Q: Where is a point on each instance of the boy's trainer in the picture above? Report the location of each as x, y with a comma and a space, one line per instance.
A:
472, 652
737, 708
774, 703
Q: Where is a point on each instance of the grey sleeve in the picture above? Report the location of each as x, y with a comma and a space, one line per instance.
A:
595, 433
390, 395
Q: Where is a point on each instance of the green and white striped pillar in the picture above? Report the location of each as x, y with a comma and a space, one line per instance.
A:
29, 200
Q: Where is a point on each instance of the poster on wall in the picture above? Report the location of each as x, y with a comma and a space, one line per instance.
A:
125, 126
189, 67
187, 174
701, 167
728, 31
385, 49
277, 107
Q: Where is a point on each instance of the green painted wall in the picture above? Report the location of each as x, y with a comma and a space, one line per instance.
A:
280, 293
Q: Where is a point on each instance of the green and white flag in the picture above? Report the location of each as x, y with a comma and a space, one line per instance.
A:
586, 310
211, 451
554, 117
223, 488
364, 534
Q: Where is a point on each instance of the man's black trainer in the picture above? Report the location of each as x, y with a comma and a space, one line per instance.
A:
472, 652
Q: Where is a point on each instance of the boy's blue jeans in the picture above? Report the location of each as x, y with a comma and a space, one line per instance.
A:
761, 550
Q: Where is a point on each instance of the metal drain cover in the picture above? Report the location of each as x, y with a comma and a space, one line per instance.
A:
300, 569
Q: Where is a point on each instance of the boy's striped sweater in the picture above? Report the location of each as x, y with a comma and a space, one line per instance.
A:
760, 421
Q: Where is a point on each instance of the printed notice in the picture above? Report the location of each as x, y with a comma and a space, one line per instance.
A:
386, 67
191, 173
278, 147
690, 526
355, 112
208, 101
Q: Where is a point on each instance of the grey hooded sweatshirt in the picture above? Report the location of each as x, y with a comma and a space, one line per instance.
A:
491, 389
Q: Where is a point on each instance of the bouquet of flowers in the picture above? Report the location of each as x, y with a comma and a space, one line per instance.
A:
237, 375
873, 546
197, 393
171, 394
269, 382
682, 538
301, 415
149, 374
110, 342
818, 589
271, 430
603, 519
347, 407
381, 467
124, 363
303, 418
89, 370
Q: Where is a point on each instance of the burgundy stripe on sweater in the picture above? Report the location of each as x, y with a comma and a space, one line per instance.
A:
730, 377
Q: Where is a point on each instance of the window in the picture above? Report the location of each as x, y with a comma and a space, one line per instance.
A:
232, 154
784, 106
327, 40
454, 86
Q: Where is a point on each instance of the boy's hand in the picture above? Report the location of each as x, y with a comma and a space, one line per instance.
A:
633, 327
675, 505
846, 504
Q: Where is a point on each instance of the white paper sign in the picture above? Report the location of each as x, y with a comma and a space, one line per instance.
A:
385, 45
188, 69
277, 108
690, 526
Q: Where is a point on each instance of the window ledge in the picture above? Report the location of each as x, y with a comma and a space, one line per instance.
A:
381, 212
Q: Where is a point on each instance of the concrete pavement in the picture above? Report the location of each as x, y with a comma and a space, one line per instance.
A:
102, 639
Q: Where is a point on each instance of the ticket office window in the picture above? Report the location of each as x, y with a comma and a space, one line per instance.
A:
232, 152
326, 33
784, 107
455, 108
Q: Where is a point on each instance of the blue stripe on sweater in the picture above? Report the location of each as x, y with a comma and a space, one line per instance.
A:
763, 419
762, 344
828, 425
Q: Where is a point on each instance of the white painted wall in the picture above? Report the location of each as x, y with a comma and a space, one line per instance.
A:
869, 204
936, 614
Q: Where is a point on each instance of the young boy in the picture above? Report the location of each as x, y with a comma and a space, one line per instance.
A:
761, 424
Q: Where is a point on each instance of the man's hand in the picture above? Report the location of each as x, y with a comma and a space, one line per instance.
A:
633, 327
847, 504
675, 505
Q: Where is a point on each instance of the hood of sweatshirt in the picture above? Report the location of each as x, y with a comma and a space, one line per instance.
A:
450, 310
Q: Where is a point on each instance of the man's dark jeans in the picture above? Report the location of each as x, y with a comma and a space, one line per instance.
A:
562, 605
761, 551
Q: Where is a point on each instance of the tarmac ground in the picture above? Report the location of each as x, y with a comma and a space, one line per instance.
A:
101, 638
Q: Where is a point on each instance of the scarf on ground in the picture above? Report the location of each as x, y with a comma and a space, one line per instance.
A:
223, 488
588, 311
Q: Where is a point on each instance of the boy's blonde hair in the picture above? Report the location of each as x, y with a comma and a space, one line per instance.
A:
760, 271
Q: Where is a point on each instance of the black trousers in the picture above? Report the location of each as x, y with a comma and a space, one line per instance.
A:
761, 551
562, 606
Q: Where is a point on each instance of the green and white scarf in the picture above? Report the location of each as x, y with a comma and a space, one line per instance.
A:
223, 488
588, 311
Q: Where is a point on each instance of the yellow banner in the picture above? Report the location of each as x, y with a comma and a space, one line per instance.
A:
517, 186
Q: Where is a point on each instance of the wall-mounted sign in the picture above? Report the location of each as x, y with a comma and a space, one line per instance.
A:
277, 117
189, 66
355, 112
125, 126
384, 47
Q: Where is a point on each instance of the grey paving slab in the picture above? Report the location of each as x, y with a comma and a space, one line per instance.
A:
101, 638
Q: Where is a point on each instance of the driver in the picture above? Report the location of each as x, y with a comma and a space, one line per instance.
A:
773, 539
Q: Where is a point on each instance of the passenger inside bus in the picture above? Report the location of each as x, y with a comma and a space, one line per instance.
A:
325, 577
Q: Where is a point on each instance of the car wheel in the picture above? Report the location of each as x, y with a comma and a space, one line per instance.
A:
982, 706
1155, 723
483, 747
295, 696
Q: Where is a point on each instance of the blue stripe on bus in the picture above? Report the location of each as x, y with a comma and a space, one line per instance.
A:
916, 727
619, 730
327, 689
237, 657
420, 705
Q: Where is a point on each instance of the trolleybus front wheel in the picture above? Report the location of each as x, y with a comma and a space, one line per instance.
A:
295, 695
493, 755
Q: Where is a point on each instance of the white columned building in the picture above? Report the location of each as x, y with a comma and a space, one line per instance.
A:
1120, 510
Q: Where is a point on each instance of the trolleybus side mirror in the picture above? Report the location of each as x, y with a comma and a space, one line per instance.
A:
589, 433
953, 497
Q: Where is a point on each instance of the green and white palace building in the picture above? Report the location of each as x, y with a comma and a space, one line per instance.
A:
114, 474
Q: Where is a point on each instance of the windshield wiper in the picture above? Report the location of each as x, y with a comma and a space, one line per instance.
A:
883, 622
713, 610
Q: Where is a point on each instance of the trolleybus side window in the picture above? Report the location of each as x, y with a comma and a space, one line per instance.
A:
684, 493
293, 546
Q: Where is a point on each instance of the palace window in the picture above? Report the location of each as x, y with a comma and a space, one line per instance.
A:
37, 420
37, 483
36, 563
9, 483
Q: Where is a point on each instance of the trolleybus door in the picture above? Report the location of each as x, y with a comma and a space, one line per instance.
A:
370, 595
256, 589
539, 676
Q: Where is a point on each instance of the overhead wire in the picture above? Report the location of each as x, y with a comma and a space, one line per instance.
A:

++++++++++++++++++++

- _Objective_: Locate "the white columned" in the data above. Then repeat, exactly, its line and each line after it through the last, adding nothing.

- _The result_:
Q: Where is a point on each instance of the white columned building in the picture above? Report the location of each as x, y with a comma and a space, one line per instance.
A:
1120, 510
Q: Where is a point on each instance of the trolleybus side mirror in the picture above? Report the location of each as x, y with a comma and a space, one line per instance.
A:
589, 433
953, 497
Q: Where is a point on each instance of the green and white palace building in the picture above? Report the location of each as x, y with a comma and a space, one line per instance.
A:
114, 474
Q: Where is a point on each instance of the windshield wiper in the picture above? Report the location of each as x, y with a comma and a space, one line per instance.
A:
883, 622
713, 610
Q: Where is a point on each instance of the trolleybus side window in the picture above? Report the location of each as x, y with a comma and a space, one line per instance.
A:
684, 493
293, 546
Q: Where is a point on each instance of the palace window in the picture above? Report the location of each as x, y with a comma and a space, one line per instance.
A:
37, 420
37, 483
36, 563
9, 483
Q: Where is a point on each instance of the trolleybus door in the picture above? Report the location of each as x, y with a comma and a space, one line per instance.
A:
370, 595
256, 589
539, 676
Q: Where is a point on each instance of the overhead wire in the picture above? Report the location of each as x, y with a comma and a space, one line per instance.
A:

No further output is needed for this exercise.